Then there's the asymmetrical weakness and wasting in FSHD, which
isn't typical of most other dystrophies.
"You can have one normal biceps and the other can be completely
wasted," Tawil says. He asked himself, "Could this be
the equivalent of some trigger activating an ischemic [related
to loss of blood flow] process?"
Tawil and colleagues have shown that genes controlling the activity
of smooth muscle cells, such as those that line the blood vessels,
are highly active (what scientists call upregulated) in
people with FSHD.
He suggests that some of the known vascular, or blood-vessel-related,
abnormalities in FSHD, such as retinal problems, might be a more
important clue to muscle wasting than previously believed.
"There seems to be a connection between the two, and we're
trying to investigate that further," he says.
Tawil is collecting muscle samples to look more closely at differences
in gene activity between people with FSHD and those without the
disease. He's also examining the structure and number of blood
vessels in FSHD-affected muscle tissue.
"The reason we're able to do a large study is that we have
all these resources here," Tawil says.
An Integrated Approach
"The center is about taking an integrated approach to finding
treatments," Charles Thornton says of Rocheste'rs Wellstone
Center.
"It's a place where there's a group of scientists that works
closely together, at the same time, trying to understand exactly
what's making muscles become weak in the laboratory and in our
patients and quickly translate this into testing new treatments.
"We learn from the patients participating in treatment testing
about what's causing muscles to become weak, and then that often
goes on to [other] treatment testing."
Basic science and clinical research "push each other forward,"
Thornton says. "There's a synergy in doing both things at
the same time. The threads reinforce each other."

• **Dataset excerpts**:
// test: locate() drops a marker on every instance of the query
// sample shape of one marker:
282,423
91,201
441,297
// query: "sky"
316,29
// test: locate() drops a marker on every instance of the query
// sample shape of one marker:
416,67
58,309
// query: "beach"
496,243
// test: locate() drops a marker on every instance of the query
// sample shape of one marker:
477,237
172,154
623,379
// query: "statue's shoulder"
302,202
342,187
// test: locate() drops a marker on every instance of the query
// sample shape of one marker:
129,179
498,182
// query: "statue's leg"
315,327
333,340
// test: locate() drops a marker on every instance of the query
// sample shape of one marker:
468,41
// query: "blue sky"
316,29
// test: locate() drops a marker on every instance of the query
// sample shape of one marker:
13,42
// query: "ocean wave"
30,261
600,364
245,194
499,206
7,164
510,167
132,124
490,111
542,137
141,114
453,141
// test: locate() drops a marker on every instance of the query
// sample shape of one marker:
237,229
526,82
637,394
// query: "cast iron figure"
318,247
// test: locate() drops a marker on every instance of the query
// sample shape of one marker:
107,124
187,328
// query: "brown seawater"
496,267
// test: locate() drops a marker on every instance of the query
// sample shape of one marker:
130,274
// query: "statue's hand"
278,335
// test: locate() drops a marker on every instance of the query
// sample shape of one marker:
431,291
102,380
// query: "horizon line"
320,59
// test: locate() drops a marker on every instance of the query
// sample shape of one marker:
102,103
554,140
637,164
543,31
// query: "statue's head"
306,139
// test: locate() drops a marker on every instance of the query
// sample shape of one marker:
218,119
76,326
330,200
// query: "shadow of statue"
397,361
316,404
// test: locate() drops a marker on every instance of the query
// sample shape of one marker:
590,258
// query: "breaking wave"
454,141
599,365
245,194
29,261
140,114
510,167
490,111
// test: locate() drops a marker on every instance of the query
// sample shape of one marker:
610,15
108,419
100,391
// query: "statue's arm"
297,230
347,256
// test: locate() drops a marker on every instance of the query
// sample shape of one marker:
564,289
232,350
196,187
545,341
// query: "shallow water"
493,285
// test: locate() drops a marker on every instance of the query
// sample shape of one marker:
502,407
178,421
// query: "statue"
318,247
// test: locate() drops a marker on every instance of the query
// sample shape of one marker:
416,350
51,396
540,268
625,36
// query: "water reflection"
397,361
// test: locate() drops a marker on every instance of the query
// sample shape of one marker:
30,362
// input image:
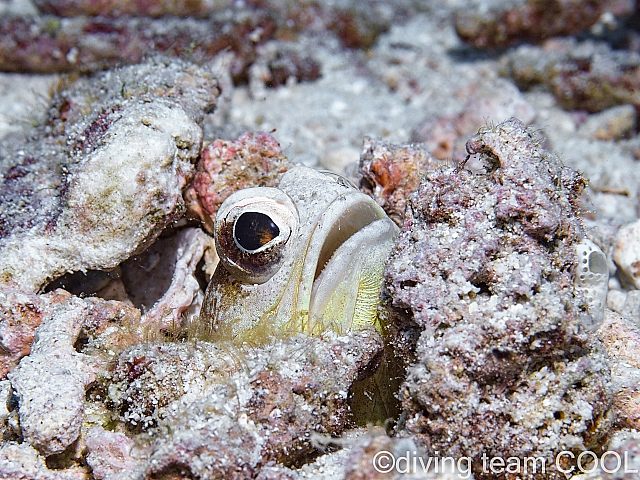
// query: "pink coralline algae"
504,23
215,411
582,76
104,174
147,8
390,173
48,44
445,137
254,159
484,268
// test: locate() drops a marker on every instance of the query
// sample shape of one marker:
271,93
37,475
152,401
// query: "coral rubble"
485,268
254,159
500,24
587,75
104,174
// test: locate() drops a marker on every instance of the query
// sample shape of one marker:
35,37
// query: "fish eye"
252,230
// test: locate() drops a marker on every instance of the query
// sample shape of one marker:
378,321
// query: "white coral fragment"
592,281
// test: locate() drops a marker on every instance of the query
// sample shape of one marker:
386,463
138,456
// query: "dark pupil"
254,229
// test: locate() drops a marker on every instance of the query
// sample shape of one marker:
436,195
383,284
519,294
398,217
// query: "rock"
22,461
254,159
631,307
50,44
485,268
109,455
611,124
390,173
616,300
116,8
20,314
445,136
621,341
216,411
183,292
626,254
91,189
582,76
50,383
500,23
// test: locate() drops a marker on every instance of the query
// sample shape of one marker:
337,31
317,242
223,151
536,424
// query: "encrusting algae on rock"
490,299
485,267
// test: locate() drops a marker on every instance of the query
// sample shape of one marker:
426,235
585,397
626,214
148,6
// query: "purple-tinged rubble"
485,267
252,160
582,75
50,44
104,174
500,23
219,411
390,173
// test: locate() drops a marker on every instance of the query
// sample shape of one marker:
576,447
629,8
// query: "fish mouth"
344,263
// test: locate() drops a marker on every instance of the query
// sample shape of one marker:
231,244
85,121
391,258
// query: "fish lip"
340,227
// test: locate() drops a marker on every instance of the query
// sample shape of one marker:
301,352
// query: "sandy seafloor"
418,81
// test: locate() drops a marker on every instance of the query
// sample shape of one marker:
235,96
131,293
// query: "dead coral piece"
184,289
20,314
445,137
49,44
252,160
147,8
216,411
621,340
109,454
500,23
614,123
390,173
105,173
586,76
21,461
485,267
626,253
280,61
50,383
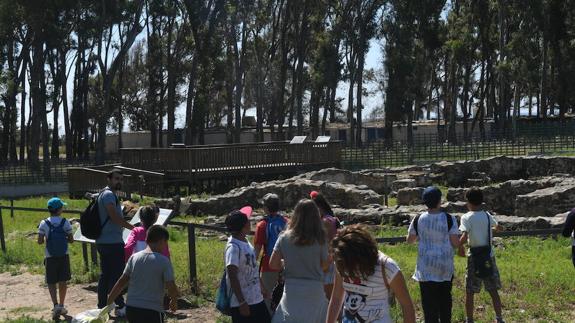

• **Work instructions**:
A – Answer these questions from the FSHD research text:
(i) What kind of genes are highly active in people with FSHD?
(ii) Besides collecting muscle samples, what is Tawil examining in FSHD-affected muscle tissue?
(iii) According to Thornton, what do basic science and clinical research do for each other?
B – Decide whether each statement agrees with the FSHD research text. Answer yes or no, and quote the words that settle it.
(i) Asymmetrical weakness and wasting is typical of most other dystrophies.
(ii) Retinal problems are given as an example of a vascular abnormality in FSHD.
(iii) Tawil is collecting blood samples to compare gene activity.
C – Extract the passage of the FSHD research text between "Tawil is collecting" and "FSHD-affected muscle tissue.", inclusive.
Rely only on the FSHD research text for every answer.

• **Task solutions**:
A –
(i) Genes controlling the activity of smooth muscle cells, such as those that line the blood vessels.
(ii) The structure and number of blood vessels.
(iii) They "push each other forward."

B –
(i) No: "isn't typical of most other dystrophies."
(ii) Yes: "such as retinal problems"
(iii) No: "Tawil is collecting muscle samples"

C –
Tawil is collecting muscle samples to look more closely at differences
in gene activity between people with FSHD and those without the
disease. He's also examining the structure and number of blood
vessels in FSHD-affected muscle tissue.